Which lines below fall between the one containing "Reviewer note: confirm that every instance of the green crop" and the one containing "Reviewer note: confirm that every instance of the cloud"? Repeat them exactly, counting both of those lines, and add nothing else.
═══ DATA SHOWN
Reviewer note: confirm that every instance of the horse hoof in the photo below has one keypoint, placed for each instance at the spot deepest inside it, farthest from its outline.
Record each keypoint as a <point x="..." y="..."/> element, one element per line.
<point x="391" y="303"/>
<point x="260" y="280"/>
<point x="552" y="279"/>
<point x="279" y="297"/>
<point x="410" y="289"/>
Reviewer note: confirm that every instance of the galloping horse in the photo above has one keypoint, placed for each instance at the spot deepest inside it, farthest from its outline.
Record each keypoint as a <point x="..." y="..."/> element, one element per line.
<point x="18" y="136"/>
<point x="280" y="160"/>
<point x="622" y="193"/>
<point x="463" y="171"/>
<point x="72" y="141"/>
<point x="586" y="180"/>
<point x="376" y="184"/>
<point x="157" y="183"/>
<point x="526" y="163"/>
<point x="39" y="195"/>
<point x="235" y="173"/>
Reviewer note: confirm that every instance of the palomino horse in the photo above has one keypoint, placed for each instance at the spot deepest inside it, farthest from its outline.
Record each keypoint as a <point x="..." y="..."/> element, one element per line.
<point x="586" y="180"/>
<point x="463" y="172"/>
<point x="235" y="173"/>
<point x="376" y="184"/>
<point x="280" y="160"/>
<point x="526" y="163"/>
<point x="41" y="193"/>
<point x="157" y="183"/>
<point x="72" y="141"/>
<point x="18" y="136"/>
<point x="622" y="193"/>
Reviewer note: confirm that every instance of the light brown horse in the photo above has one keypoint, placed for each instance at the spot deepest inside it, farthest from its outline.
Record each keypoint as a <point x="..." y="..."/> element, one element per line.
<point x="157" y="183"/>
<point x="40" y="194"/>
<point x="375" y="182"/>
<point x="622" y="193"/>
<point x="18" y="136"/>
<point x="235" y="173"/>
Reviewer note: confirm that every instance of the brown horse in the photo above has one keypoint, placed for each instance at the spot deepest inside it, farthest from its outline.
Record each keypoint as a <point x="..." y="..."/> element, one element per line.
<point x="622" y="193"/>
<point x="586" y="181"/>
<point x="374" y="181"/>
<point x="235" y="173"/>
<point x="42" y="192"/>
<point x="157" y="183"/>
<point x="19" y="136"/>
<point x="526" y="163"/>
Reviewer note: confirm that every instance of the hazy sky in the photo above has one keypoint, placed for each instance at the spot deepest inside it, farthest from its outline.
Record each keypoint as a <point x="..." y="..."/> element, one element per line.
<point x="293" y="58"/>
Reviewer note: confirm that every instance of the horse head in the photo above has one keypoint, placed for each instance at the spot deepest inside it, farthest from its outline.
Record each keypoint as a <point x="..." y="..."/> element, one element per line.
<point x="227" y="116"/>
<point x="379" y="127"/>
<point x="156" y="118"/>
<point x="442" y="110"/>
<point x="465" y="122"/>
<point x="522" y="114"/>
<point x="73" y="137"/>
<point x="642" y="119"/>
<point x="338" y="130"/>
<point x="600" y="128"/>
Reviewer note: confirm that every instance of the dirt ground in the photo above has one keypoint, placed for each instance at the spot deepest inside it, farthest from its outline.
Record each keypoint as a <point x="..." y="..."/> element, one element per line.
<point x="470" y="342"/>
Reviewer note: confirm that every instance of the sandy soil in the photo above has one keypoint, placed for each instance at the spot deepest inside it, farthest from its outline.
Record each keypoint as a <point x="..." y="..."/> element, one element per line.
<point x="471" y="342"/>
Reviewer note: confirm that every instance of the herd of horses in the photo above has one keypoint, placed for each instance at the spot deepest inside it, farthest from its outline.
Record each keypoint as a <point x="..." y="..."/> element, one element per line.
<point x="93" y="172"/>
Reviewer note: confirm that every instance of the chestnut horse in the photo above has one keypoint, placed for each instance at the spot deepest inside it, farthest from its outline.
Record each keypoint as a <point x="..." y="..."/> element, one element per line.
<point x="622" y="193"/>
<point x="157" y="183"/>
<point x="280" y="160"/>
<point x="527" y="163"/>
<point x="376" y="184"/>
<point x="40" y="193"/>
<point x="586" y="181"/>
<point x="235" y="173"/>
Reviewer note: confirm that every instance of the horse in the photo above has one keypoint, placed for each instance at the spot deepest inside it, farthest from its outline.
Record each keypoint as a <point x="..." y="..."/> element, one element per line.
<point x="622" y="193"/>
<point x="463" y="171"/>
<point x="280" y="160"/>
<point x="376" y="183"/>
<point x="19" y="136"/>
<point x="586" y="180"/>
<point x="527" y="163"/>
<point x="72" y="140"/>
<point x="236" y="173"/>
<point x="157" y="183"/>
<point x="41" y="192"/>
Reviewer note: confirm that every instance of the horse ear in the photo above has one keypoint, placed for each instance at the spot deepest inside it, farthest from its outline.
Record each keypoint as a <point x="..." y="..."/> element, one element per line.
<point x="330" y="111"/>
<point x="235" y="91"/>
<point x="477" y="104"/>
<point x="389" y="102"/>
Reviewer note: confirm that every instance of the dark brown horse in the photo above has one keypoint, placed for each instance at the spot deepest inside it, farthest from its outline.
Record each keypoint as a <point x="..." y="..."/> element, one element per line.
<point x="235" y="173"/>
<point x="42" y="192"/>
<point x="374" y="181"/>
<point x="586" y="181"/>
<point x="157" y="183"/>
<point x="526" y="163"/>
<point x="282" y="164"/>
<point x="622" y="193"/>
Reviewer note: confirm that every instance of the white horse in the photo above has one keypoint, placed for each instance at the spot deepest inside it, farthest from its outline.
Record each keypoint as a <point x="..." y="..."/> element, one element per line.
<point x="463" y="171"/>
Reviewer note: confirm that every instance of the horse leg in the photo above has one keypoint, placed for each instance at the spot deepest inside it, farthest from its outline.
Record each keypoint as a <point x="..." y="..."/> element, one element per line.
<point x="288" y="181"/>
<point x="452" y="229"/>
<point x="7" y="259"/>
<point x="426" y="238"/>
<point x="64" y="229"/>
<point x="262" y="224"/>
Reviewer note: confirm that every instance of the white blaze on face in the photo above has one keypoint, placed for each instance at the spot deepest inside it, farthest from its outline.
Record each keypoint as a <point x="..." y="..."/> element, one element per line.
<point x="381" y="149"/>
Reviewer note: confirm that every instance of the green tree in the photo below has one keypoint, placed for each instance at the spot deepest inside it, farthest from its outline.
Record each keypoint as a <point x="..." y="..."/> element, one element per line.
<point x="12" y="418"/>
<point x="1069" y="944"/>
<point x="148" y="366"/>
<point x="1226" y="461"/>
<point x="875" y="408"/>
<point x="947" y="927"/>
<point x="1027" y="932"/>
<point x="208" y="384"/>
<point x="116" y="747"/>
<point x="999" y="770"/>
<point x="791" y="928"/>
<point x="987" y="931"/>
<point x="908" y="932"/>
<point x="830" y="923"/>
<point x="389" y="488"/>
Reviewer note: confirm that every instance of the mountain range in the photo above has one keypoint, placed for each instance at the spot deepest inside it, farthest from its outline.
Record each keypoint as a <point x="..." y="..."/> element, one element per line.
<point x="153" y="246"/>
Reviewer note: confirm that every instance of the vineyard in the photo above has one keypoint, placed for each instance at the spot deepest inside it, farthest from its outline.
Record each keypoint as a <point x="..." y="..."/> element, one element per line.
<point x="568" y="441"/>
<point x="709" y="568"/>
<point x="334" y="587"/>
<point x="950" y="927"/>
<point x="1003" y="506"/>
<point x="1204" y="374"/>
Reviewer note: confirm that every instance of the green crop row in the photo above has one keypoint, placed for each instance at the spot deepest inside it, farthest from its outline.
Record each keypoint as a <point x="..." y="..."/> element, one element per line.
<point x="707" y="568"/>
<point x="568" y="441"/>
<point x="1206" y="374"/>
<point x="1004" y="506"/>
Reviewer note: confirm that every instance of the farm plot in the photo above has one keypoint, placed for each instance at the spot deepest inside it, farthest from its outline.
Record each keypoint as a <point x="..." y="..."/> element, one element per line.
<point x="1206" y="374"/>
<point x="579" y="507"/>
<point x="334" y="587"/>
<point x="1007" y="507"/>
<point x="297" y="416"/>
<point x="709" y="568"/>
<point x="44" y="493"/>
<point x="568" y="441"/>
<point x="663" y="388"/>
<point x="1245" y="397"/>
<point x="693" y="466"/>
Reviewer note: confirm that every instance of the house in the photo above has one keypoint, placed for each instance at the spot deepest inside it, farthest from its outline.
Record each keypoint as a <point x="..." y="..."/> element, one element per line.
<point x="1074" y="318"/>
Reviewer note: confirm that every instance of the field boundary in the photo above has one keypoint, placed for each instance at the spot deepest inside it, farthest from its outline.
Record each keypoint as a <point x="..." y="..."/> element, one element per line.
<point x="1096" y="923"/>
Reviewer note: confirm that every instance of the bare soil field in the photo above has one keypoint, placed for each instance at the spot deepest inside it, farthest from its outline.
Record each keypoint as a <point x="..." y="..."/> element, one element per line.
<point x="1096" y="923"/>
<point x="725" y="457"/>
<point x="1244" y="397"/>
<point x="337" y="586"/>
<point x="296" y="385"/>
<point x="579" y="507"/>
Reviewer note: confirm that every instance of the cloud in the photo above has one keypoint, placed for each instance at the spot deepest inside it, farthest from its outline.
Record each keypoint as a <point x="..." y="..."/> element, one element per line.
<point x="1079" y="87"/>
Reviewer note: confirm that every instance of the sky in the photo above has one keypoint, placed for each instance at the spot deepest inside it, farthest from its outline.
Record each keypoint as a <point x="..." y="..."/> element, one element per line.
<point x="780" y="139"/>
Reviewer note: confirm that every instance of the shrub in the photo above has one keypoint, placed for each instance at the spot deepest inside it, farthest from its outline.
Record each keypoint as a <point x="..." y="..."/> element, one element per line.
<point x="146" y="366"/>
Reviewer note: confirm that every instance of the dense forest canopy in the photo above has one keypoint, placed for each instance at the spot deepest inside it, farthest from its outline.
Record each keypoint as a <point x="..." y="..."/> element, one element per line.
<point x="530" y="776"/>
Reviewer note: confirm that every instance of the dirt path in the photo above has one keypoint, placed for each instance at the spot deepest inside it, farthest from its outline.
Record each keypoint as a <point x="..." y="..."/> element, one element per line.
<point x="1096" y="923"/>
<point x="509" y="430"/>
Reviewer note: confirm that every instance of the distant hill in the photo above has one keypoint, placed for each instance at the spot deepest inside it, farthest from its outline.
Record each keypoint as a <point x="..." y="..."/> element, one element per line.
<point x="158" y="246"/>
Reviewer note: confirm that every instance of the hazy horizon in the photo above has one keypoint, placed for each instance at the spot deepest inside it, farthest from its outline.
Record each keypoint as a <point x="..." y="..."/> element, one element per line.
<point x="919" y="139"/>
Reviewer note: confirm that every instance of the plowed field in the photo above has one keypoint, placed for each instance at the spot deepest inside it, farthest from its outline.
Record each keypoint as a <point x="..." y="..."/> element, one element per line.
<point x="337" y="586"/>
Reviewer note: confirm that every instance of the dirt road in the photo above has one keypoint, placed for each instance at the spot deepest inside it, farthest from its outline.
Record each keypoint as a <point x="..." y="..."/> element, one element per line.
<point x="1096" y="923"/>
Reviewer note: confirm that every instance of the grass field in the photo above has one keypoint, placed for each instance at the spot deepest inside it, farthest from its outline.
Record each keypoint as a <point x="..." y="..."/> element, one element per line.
══════
-- WRITTEN ANSWER --
Reviewer note: confirm that every instance of the green crop row in the photo above has one keypoint, placed for each instance at the spot deepest inside it, farthest from its outline.
Record each keypoint as a <point x="..." y="..."/> element, one element per line.
<point x="707" y="568"/>
<point x="568" y="441"/>
<point x="1206" y="374"/>
<point x="1004" y="506"/>
Reviewer note: confirm that every instance of the farm plot in the photo above has one keypoint, placed for each instance at the spot deepest inside it, farthest from its outline.
Record each keypoint as a <point x="..." y="..."/> element, one element per line.
<point x="1206" y="374"/>
<point x="579" y="507"/>
<point x="334" y="587"/>
<point x="1007" y="507"/>
<point x="297" y="416"/>
<point x="709" y="568"/>
<point x="44" y="493"/>
<point x="568" y="441"/>
<point x="663" y="388"/>
<point x="1245" y="397"/>
<point x="693" y="466"/>
Reviewer note: confirm that every instance of the house in the photo above has one keypoint, placed for each instance at the spot deepest inside it, farthest from its outline.
Record each keypoint as a <point x="..." y="..."/> element, one element per line.
<point x="1074" y="318"/>
Reviewer note: confirm that every instance of the field boundary in the photo above has one keypoint, placed for each instance at the spot deepest inside it, farthest from its outline.
Record each keypoint as a <point x="..." y="..."/> element, one element per line.
<point x="1096" y="923"/>
Reviewer note: confirm that every instance of the bare soil field in the photo above has one keypoint, placed for each instance at the spot deepest inside it, farthest from its outline.
Record each keypoint as a <point x="..." y="..."/> element, one element per line.
<point x="1096" y="923"/>
<point x="725" y="457"/>
<point x="1244" y="397"/>
<point x="337" y="586"/>
<point x="296" y="385"/>
<point x="579" y="507"/>
Reviewer note: confirm that every instance of the cloud in the photo above has one keypoint, placed for each instance at the spot deepest inside it, farthest from its outline.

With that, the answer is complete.